=== Section Start ===

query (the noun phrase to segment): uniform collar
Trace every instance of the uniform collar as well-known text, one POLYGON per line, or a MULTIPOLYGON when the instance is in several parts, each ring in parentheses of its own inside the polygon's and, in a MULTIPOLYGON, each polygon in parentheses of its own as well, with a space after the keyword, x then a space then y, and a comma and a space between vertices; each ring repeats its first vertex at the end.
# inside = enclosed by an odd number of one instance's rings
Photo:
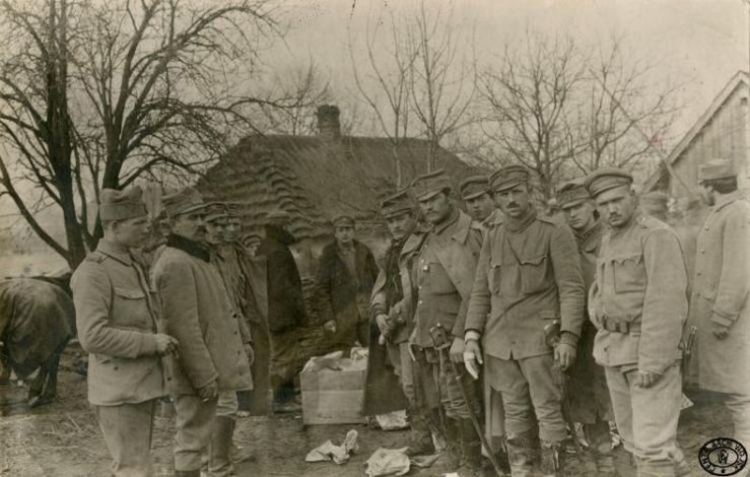
POLYGON ((575 231, 575 236, 579 240, 579 242, 585 242, 589 239, 589 237, 598 234, 602 230, 602 221, 599 219, 594 220, 594 226, 588 229, 585 232, 579 233, 578 231, 575 231))
POLYGON ((743 199, 744 199, 744 194, 739 189, 730 194, 722 195, 714 204, 714 210, 719 210, 723 208, 724 206, 726 206, 727 204, 731 204, 732 202, 743 200, 743 199))
POLYGON ((167 237, 167 247, 182 250, 188 255, 203 260, 204 262, 211 261, 211 254, 203 244, 179 235, 170 234, 169 237, 167 237))
POLYGON ((450 217, 445 219, 444 222, 434 225, 432 228, 433 232, 435 232, 436 235, 440 235, 445 232, 451 225, 458 222, 460 213, 461 212, 458 210, 458 207, 453 206, 453 211, 451 211, 450 217))
POLYGON ((129 252, 123 251, 122 247, 119 247, 115 243, 105 238, 99 240, 99 244, 96 246, 96 251, 103 253, 104 255, 117 260, 118 262, 130 266, 133 264, 133 257, 129 252))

=== Section End ===

Exercise brief >> An exact copy of the entries above is required; pictures are not part of it.

Task output >>
query (the noun phrase to segment): uniform collar
Trace every instance of the uniform collar as well-known text, one POLYGON per line, or a MULTIPOLYGON when the instance is in several parts, each ring in parentheses of its own inside the polygon's and, in a MULTIPOLYGON, each polygon in parentheses of its own as well, with a space after the keyword, x then a space then y, and a comma and a space between vertices; each ring repeats its first vertex at the end.
# inside = enclosed by an odd number of one instance's rings
Photo:
POLYGON ((575 231, 575 236, 579 240, 579 242, 585 242, 589 239, 589 237, 598 234, 602 230, 602 221, 599 219, 594 220, 594 226, 588 229, 585 232, 579 233, 578 231, 575 231))
POLYGON ((743 199, 744 199, 744 194, 739 189, 730 194, 722 195, 714 204, 714 210, 719 210, 723 208, 724 206, 726 206, 727 204, 731 204, 732 202, 743 200, 743 199))
POLYGON ((167 237, 167 247, 182 250, 188 255, 203 260, 204 262, 211 261, 211 254, 203 244, 179 235, 170 234, 169 237, 167 237))
POLYGON ((450 217, 445 219, 444 222, 434 225, 432 228, 433 232, 435 232, 436 235, 440 235, 445 232, 451 225, 458 222, 460 213, 461 212, 458 210, 458 207, 453 206, 453 211, 451 211, 450 217))
POLYGON ((129 252, 123 251, 122 247, 119 247, 115 243, 105 238, 99 240, 99 244, 96 246, 96 251, 103 253, 104 255, 117 260, 118 262, 130 266, 133 264, 133 257, 129 252))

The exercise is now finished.